| Text provided |
The Boys and Girls Club of Tucson is making waves in the community! What's in store for them next?

From a 6-year-old member of the Boys and Girls Club in Washington, D.C. to the CEO of the Boys and Girls Club of Tucson, Denise Watters is using her past to create a positive influence on the future.

Overseeing six locations and 2,686 members, Watters is dedicated to providing every child that walks through the clubhouse doors with opportunities to achieve success. Most of the members, she said, come from low-income or single-parent households. A $20 membership cost provides children with hot meals, homework help and a variety of programs to fill their schedules. 

What isn’t included in that cost is the priceless bond between club members and staff. 

One child, a boy named David, completely embodied this special relationship while attending a Boys and Girls Club event. Watters said that she was getting ready to speak in front of the crowd when David came up to her. Unsure of what to expect, she said that David asked her if she was nervous and wanted to check in on her.

“They’ve become part of the extended family,” Watters said.

Watters' eyes lit up as she explained that David wants to be a vet when he grows up. A Boys and Girls Club field trip to Reid Park Zoo ignited his newfound interest.

The zoo visit barely scratches the surface of the learning experiences offered by the Boys and Girls Club. Watters said that children are exposed to all avenues through the 40-plus list of programs, and that list continues to grow.

The academically-driven programs hold a special place in Watters’s heart and the effects of those programs extend beyond the children’s membership period. Watters highlighted the EXCEL program, where members earn money for bringing in good grades on their report cards. The money is kept in an account until they graduate, giving them a safety net for their future plans. 

She said that programs like EXCEL motivate the children to take pride in their schoolwork and open the door for any path they want to pursue. All options, from college to trade school, are shared, and members are even able to take trips to tour college campuses. 

97% of members are expected to graduate high school, according to the Boys and Girls Club of Tucson impact report.

| Study material |
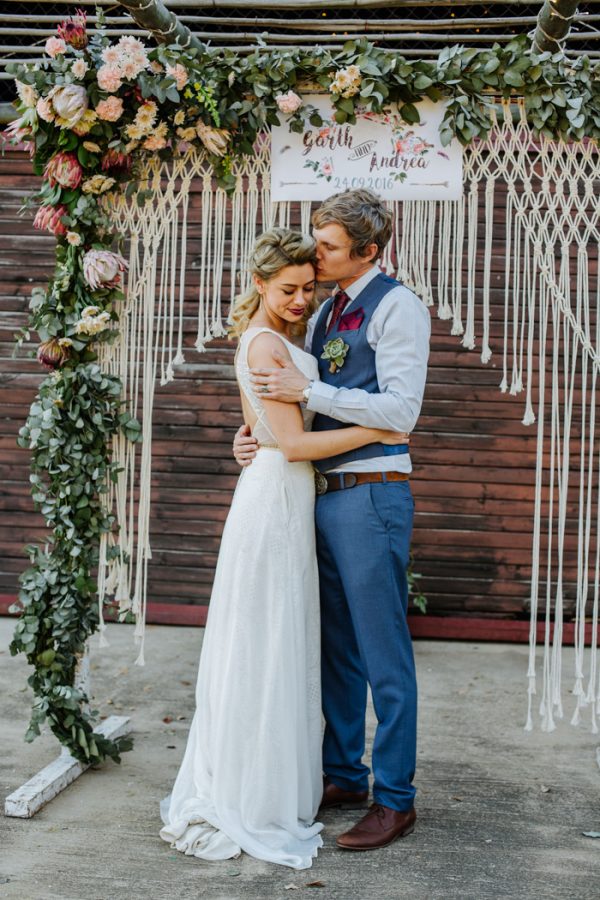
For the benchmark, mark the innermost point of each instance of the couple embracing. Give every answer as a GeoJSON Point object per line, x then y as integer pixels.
{"type": "Point", "coordinates": [309, 600]}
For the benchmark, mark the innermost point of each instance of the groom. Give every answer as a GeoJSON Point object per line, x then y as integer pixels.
{"type": "Point", "coordinates": [364, 515]}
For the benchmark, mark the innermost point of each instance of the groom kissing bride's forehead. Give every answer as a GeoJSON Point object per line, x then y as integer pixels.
{"type": "Point", "coordinates": [371, 342]}
{"type": "Point", "coordinates": [309, 600]}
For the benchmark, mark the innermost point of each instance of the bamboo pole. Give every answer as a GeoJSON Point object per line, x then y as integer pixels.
{"type": "Point", "coordinates": [324, 24]}
{"type": "Point", "coordinates": [162, 24]}
{"type": "Point", "coordinates": [553, 25]}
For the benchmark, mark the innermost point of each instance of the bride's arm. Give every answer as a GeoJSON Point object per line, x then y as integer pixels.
{"type": "Point", "coordinates": [285, 419]}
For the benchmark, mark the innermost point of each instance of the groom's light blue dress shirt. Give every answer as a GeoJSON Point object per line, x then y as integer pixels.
{"type": "Point", "coordinates": [398, 332]}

| Exercise tasks |
(a) Summarize the article on the Boys and Girls Club of Tucson in two sentences.
(b) According to the article on the Boys and Girls Club of Tucson, what sparked David's interest in becoming a vet?
(c) Write the next part of the article on the Boys and Girls Club of Tucson, starting after its final sentence.
The records have no connection to the article on the Boys and Girls Club of Tucson.

| Answer section |
(a) Denise Watters, a former member of the Boys and Girls Club in Washington, D.C., now leads the Boys and Girls Club of Tucson, which serves 2,686 members at six locations, most from low-income or single-parent households. For a $20 membership, children receive hot meals, homework help and more than 40 programs, including the academic EXCEL program, which rewards good grades with money saved until graduation.

(b) A Boys and Girls Club field trip to Reid Park Zoo sparked his interest.

(c)
Many members return to the Boys and Girls Club as volunteers, Watters said. By focusing on alumni, herself included, she works to set an example for current members that they can achieve their goals through the Boys and Girls Club.

“It just gives them that motivation and inspiration,” Watters said. 

The powerful effects of the Boys and Girls Club have sparked a large community involvement in the organization. A hockey deck was recently donated and installed on their grounds, giving the children yet another opportunity to discover their passion. From donations to volunteering, the Tucson community has rallied around the services each clubhouse provides.

“That’s really a testament to how the community gets involved with us,” Watters said.

Looking towards the future, big things are in store! Multiple new projects have entered the planning phase as one of their clubhouses gets ready to celebrate its 65th anniversary. Clubhouse attendance has returned to pre-pandemic levels, and their annual Thanksgiving dinner is just around the corner.

Watters said that she has a lot of gratitude for the Tucson community. Every investment made by the community is doubled when a child has access to education and opportunities they may never have received. 

“If we didn’t have the donors the sponsors and the grants, we wouldn’t be able to reach the Davids of the world,” Watters said.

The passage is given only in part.